▶ [EXERCISE GOAL]:
Below are records; transcribe only the line with "of the light-up" and those after it, through the last line, without any change.

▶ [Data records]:
## START
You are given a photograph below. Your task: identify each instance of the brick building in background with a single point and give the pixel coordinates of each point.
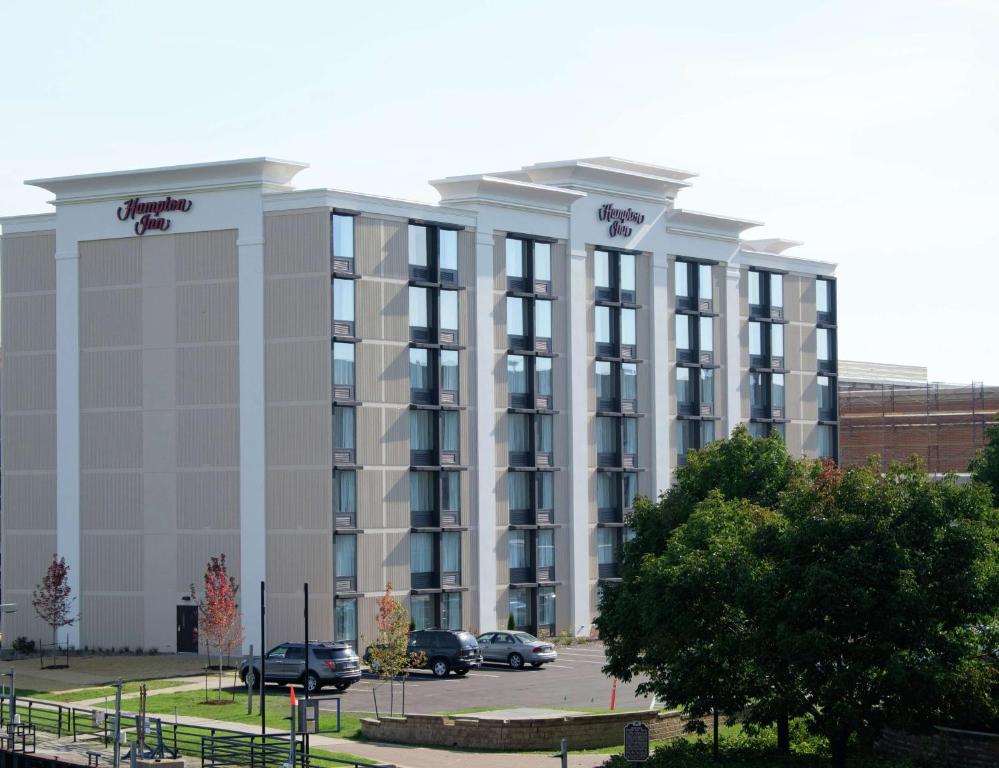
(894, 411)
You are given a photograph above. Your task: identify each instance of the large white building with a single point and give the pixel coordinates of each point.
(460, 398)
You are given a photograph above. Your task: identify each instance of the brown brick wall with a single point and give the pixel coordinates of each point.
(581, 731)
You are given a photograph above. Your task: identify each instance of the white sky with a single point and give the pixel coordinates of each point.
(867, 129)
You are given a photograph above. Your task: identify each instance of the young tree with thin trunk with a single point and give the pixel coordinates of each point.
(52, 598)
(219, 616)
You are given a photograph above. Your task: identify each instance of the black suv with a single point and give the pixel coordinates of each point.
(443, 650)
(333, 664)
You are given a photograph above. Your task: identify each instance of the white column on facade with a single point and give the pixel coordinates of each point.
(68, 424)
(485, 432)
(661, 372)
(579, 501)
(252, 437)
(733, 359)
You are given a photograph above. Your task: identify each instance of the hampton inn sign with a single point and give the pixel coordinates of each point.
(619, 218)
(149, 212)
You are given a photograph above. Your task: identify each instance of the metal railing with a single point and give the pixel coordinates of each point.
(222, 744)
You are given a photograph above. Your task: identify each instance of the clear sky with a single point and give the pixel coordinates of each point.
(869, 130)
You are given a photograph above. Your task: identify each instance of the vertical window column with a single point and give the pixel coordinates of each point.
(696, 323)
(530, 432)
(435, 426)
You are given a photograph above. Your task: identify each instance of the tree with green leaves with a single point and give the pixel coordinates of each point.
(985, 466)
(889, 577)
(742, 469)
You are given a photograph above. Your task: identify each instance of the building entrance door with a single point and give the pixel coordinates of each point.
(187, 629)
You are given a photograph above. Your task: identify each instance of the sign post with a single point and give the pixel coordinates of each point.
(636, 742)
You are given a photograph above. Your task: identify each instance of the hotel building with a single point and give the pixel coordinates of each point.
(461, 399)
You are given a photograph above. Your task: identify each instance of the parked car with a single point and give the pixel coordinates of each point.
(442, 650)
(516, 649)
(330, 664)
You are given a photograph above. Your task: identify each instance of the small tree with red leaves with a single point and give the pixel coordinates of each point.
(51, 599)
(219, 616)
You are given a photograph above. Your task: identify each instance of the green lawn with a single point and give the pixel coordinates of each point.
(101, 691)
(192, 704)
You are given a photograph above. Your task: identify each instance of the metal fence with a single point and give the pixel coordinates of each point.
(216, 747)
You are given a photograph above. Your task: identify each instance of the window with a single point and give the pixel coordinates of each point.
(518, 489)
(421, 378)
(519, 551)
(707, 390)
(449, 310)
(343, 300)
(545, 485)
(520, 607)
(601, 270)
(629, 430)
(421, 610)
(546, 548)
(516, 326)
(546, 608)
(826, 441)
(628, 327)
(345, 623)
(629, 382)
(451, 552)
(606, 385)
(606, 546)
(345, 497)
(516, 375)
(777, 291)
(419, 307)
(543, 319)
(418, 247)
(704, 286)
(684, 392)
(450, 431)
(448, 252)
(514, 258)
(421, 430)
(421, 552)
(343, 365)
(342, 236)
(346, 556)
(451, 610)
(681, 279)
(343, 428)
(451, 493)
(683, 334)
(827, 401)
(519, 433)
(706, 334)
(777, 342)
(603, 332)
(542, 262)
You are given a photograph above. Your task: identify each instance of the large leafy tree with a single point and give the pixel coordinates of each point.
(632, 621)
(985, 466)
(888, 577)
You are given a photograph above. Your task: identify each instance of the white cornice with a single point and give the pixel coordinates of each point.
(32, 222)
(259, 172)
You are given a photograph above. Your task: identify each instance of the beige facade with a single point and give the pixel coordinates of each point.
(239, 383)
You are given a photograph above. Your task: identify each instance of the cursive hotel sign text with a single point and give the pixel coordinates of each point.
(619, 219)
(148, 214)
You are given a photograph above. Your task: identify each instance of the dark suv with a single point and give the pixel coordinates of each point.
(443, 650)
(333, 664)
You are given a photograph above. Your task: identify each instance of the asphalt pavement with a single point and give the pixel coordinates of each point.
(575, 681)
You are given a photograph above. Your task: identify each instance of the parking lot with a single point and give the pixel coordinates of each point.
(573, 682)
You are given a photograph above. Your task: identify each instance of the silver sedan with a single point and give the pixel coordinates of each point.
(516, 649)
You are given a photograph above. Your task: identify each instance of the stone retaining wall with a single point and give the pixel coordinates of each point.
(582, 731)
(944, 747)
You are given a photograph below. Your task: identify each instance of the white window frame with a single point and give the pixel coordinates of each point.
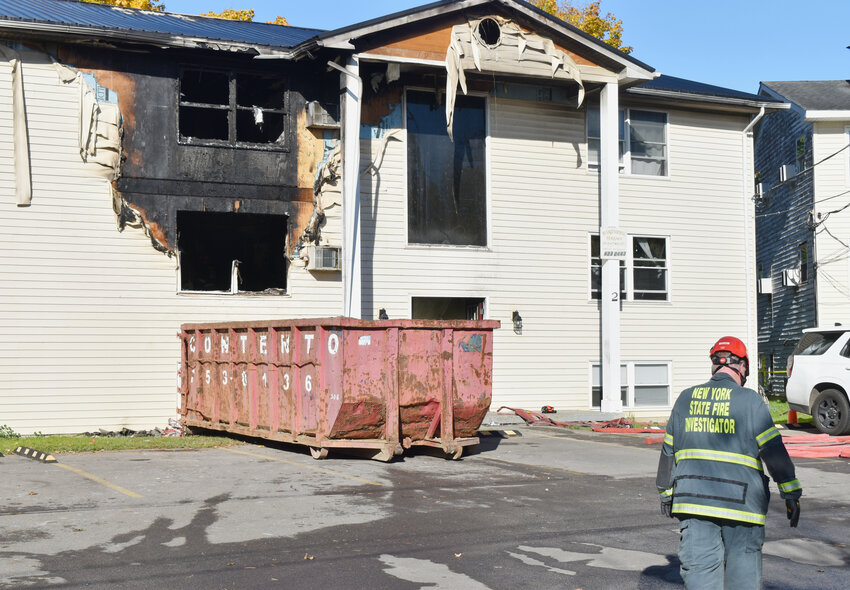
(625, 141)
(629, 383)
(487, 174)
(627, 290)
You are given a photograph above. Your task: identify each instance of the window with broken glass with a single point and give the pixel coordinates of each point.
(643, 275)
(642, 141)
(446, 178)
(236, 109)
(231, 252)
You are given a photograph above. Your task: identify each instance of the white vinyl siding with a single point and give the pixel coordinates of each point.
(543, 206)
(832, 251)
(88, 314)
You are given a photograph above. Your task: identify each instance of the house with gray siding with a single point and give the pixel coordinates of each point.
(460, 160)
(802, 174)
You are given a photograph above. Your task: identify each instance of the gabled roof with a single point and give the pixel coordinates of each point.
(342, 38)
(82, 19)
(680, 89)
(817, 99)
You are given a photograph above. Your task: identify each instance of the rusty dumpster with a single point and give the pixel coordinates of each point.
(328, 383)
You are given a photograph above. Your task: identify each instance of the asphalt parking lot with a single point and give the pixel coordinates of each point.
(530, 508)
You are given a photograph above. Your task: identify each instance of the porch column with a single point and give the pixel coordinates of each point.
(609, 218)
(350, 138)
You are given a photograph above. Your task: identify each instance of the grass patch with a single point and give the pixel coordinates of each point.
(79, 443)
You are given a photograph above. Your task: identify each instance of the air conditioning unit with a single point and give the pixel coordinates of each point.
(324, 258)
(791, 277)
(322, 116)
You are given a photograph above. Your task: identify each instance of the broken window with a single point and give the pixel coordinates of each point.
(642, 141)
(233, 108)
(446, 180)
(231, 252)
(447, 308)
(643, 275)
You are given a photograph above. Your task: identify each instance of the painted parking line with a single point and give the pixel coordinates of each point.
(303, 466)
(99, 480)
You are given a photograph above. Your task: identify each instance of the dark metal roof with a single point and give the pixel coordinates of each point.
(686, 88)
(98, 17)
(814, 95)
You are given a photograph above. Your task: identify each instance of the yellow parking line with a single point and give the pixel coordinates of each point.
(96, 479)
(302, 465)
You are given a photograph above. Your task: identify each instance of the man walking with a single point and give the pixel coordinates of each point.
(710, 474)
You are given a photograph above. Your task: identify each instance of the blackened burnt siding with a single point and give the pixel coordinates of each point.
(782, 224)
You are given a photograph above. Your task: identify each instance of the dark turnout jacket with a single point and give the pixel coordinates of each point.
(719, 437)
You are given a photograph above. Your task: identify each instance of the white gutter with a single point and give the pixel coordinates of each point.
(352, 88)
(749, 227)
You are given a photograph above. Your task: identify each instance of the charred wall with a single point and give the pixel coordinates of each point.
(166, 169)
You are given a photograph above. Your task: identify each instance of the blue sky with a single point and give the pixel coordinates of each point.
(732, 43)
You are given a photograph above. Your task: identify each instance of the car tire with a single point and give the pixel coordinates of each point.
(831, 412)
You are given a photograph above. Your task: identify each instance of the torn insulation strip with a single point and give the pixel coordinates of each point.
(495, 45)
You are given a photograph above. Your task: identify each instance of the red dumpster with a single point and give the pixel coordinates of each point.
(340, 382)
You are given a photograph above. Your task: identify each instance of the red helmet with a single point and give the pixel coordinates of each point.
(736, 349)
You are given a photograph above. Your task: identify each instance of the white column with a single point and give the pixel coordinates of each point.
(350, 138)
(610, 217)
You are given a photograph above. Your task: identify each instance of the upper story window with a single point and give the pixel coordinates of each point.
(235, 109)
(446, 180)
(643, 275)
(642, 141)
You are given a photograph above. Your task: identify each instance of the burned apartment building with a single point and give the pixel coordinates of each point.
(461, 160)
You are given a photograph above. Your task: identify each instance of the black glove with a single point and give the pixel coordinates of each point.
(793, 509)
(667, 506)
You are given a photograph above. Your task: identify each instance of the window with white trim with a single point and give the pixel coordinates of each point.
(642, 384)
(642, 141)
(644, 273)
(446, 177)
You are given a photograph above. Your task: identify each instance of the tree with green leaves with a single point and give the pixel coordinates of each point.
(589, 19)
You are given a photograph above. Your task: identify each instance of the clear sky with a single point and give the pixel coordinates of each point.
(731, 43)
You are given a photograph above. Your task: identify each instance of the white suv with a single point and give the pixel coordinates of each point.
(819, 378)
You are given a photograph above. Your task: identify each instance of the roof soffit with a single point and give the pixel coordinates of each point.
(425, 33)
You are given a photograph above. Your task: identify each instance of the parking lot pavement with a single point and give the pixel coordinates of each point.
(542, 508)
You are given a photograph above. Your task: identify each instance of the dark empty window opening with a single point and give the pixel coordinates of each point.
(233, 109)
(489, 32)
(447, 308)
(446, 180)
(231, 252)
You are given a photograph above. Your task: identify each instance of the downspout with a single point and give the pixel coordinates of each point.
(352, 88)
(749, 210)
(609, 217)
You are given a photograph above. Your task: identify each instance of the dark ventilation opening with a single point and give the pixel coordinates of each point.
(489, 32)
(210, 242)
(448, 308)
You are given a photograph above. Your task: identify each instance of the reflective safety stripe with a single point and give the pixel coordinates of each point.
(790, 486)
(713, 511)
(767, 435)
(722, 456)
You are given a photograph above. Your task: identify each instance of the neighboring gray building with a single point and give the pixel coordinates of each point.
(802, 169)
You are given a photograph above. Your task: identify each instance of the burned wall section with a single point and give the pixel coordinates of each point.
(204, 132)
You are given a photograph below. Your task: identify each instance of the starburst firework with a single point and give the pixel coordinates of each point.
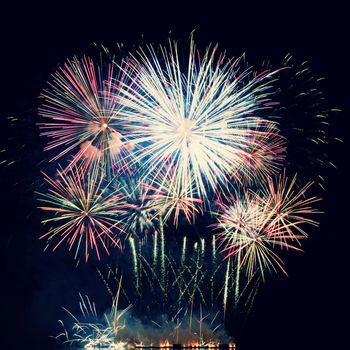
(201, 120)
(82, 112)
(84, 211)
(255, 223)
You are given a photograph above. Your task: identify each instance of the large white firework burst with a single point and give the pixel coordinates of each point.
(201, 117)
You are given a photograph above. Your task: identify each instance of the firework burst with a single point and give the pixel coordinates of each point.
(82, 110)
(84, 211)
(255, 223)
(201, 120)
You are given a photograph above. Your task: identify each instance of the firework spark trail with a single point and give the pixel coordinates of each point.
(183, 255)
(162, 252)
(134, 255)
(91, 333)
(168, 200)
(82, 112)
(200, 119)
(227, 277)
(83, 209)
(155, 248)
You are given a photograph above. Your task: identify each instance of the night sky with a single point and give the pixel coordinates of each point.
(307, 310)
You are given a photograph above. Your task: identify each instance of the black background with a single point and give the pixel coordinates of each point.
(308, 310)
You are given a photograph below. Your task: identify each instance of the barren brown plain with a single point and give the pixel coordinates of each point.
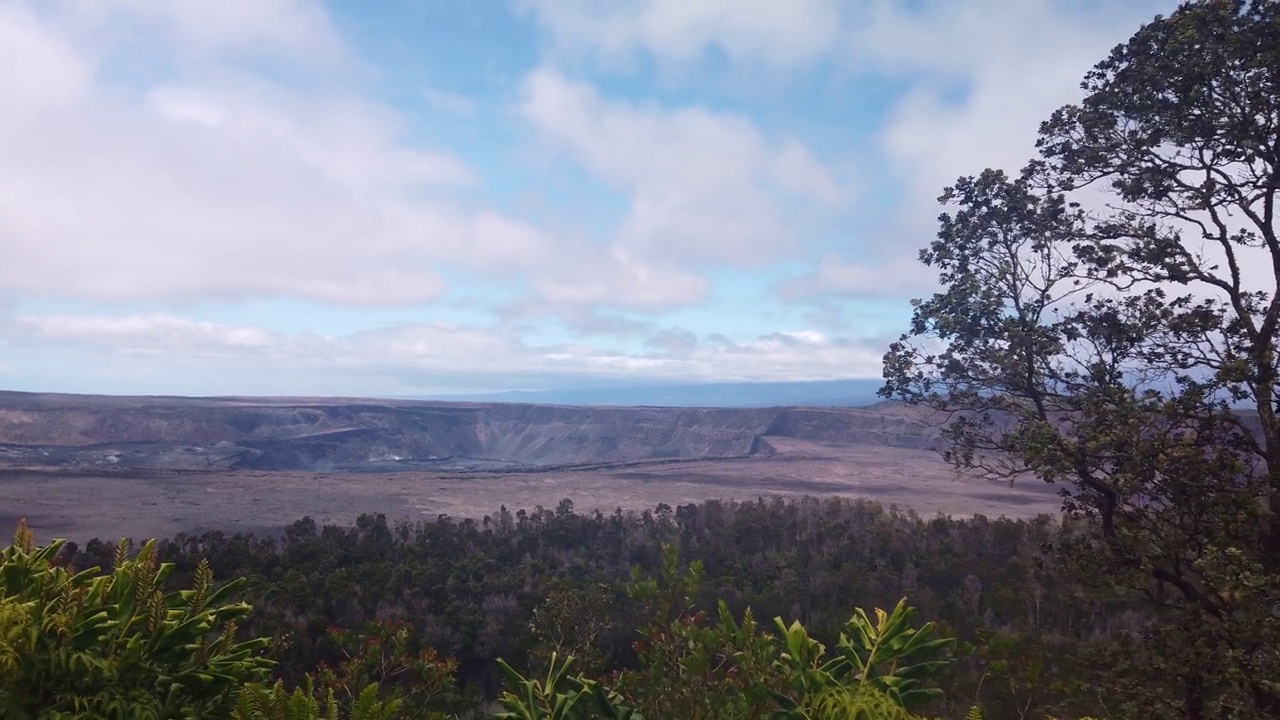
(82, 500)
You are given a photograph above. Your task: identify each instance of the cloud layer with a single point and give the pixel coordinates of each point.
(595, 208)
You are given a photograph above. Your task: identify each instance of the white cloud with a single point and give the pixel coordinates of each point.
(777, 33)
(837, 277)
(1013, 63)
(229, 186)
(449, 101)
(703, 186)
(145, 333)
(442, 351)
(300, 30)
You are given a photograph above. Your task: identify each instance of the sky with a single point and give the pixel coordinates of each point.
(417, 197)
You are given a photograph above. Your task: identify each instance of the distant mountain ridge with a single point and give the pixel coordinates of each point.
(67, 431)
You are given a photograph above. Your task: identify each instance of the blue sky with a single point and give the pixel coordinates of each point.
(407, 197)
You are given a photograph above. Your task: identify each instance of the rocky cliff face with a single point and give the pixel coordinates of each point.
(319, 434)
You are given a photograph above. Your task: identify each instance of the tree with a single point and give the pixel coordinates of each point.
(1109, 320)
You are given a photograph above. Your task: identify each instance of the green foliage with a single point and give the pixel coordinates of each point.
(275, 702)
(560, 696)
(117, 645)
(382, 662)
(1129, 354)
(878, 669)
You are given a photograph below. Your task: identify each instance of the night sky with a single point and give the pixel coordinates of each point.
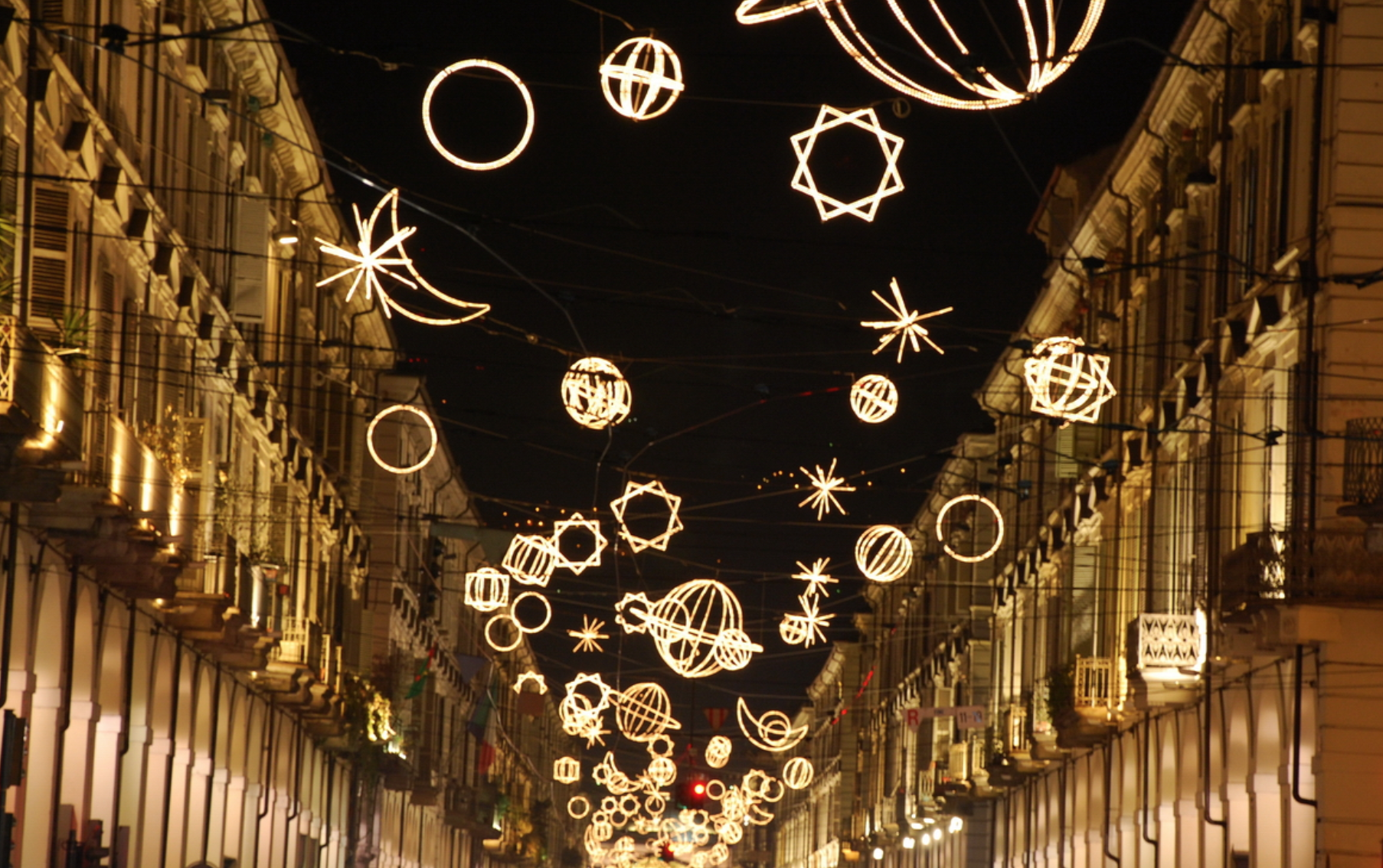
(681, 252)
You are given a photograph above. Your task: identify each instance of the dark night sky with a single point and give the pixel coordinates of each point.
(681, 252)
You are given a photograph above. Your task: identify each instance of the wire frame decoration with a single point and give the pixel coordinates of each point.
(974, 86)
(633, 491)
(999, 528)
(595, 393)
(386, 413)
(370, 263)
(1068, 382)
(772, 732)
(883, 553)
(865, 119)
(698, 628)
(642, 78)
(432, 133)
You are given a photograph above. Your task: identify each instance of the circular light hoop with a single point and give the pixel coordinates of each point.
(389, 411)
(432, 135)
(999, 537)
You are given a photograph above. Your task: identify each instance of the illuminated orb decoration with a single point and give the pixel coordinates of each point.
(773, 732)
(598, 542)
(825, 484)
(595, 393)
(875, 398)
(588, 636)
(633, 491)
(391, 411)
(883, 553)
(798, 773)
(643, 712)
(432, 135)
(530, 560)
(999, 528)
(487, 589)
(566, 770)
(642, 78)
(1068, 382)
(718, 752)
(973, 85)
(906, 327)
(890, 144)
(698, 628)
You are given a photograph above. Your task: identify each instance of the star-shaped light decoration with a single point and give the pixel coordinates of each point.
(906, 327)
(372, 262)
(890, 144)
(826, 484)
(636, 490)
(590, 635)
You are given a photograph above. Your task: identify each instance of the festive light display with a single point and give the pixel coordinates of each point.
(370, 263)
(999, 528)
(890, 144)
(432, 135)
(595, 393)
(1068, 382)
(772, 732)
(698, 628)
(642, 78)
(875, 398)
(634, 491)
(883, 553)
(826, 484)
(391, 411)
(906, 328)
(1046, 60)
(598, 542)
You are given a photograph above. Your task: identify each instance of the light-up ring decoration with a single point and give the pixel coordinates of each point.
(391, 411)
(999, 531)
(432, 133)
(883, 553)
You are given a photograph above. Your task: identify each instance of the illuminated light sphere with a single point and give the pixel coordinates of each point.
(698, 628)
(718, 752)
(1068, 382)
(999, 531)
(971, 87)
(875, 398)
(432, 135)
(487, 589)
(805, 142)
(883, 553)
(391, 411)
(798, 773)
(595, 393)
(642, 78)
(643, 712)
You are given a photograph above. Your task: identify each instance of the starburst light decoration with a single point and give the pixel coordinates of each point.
## END
▶ [THE RESULT]:
You are given a photograph above. Your task: identify each instance of the light-up ring decoration with a single point and give the pixel coordinates of each point.
(391, 411)
(999, 531)
(432, 133)
(883, 553)
You are given a photograph above. Your task: identify each instance of the illuminated light sphere with a single point and give the pixel coordinates of each point.
(698, 628)
(718, 752)
(1068, 382)
(999, 531)
(971, 87)
(875, 398)
(432, 135)
(487, 589)
(805, 142)
(883, 553)
(391, 411)
(798, 773)
(595, 393)
(642, 78)
(643, 712)
You are given a photograph above. Your task: identify each instance of the starburst light decoration with a single point and give the pixel coordinates of each point.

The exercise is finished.